Start of Task data
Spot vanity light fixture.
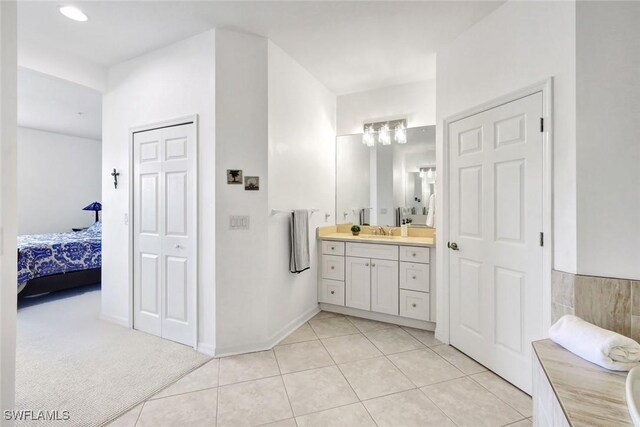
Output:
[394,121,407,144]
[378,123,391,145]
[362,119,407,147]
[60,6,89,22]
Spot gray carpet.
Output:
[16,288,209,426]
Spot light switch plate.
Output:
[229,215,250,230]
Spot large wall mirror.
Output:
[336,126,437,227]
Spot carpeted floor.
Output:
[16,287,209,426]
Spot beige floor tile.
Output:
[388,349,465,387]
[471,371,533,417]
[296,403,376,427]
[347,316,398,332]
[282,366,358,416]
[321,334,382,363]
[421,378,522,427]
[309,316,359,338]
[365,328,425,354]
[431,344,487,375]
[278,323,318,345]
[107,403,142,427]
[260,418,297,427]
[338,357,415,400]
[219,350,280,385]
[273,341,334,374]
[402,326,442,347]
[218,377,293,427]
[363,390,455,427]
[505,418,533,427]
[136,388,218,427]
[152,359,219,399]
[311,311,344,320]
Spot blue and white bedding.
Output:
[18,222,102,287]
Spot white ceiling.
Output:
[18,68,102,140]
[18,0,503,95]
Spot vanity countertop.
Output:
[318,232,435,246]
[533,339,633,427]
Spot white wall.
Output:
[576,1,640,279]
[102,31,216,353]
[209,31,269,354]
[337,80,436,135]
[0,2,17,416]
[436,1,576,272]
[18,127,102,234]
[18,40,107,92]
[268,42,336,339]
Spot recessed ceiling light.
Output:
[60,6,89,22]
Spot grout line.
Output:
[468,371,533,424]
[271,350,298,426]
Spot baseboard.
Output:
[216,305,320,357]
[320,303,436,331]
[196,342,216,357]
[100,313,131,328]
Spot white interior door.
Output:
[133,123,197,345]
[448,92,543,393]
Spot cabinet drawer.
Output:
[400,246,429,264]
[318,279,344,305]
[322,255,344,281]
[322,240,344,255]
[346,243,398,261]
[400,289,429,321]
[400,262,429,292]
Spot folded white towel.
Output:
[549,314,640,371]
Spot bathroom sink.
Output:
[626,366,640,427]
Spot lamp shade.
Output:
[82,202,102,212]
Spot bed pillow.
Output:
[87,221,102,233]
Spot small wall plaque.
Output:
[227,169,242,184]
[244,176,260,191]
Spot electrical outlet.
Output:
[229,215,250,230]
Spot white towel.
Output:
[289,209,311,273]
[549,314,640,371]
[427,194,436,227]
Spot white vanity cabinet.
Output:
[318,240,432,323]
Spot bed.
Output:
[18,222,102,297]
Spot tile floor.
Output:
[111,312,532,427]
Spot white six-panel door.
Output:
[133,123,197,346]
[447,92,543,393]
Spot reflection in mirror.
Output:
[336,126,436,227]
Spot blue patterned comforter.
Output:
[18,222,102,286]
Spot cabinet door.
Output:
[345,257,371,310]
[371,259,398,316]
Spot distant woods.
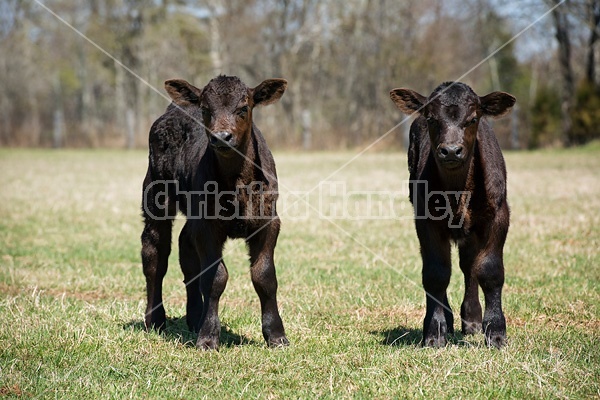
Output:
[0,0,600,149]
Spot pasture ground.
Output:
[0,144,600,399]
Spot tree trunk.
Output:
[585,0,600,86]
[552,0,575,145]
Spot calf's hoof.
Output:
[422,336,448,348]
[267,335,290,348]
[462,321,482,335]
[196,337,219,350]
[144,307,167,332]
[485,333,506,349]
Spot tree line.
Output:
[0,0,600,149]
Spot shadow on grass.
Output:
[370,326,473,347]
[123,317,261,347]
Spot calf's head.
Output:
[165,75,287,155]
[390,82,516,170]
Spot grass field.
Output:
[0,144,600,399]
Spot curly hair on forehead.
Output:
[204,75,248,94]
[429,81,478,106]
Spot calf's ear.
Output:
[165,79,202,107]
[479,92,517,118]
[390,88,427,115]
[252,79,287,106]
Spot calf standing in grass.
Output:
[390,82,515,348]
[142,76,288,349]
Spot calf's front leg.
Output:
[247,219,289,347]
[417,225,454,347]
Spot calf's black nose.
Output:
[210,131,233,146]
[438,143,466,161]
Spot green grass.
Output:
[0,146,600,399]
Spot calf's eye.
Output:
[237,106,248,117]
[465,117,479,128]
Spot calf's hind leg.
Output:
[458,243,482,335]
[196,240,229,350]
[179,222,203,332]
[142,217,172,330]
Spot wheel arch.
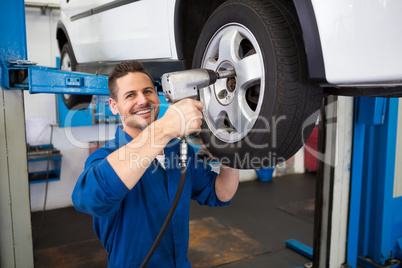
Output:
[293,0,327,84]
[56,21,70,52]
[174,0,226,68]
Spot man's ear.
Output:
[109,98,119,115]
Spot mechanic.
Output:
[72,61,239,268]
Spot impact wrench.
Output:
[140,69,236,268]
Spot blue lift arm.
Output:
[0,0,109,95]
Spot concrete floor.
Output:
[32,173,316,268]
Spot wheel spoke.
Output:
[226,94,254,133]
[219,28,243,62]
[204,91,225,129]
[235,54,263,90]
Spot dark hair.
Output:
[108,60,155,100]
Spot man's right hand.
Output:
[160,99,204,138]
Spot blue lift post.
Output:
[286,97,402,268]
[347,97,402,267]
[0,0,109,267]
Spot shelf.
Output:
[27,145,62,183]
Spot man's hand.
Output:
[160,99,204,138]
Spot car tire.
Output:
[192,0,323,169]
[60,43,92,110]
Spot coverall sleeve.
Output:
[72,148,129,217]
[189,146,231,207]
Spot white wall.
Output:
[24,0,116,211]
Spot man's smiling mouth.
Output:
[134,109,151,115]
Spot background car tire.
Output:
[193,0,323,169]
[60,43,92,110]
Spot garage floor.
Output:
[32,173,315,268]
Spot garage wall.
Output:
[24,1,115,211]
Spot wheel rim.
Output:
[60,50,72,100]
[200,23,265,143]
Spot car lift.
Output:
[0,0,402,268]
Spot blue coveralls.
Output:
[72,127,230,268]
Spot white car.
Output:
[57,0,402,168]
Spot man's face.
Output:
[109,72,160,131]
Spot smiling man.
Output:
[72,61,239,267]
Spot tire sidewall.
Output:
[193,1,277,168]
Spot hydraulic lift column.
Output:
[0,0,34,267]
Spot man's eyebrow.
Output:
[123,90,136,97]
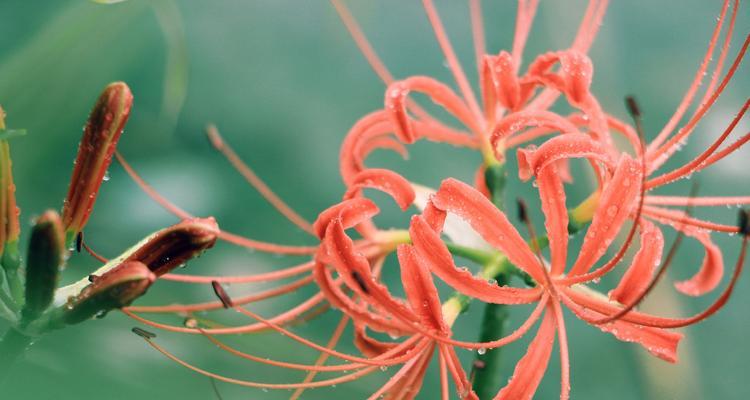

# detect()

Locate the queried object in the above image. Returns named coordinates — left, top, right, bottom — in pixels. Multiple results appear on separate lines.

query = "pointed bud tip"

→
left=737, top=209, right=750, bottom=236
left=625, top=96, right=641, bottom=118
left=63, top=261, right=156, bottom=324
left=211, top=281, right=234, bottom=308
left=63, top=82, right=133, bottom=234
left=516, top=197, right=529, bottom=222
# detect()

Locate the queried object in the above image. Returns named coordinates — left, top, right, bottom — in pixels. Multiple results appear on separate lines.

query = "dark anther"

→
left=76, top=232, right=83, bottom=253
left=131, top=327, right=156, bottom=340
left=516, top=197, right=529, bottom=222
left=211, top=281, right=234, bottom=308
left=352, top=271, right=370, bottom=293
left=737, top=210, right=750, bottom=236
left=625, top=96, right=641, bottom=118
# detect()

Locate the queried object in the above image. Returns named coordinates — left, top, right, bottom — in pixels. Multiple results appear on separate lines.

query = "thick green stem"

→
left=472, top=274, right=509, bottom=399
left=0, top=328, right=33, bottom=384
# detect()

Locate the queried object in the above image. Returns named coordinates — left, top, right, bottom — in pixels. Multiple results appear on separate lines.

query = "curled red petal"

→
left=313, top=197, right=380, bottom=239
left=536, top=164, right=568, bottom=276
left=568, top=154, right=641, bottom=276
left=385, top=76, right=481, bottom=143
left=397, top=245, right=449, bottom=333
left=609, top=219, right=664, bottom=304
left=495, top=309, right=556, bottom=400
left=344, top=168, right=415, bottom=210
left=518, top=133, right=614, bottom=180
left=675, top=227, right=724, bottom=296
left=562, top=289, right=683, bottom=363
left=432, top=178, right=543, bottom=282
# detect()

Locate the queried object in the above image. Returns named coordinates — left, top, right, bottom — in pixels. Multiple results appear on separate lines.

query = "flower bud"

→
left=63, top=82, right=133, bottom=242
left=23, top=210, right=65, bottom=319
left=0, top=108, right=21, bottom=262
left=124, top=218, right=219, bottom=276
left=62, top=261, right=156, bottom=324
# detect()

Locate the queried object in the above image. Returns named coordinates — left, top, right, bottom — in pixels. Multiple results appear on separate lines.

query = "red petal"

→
End of Task data
# What the task requires
Copy the material verbatim, everything from the line containing "Spot man's face." down to the line containing "[123,90,136,97]", both included.

# Result for this exercise
Spot man's face.
Output:
[109,72,160,131]
Spot smiling man.
Output:
[72,61,239,267]
Spot tire sidewall.
Output:
[193,1,277,168]
Spot hydraulic lift column.
Output:
[0,0,34,267]
Spot man's eyebrow.
Output:
[123,90,136,97]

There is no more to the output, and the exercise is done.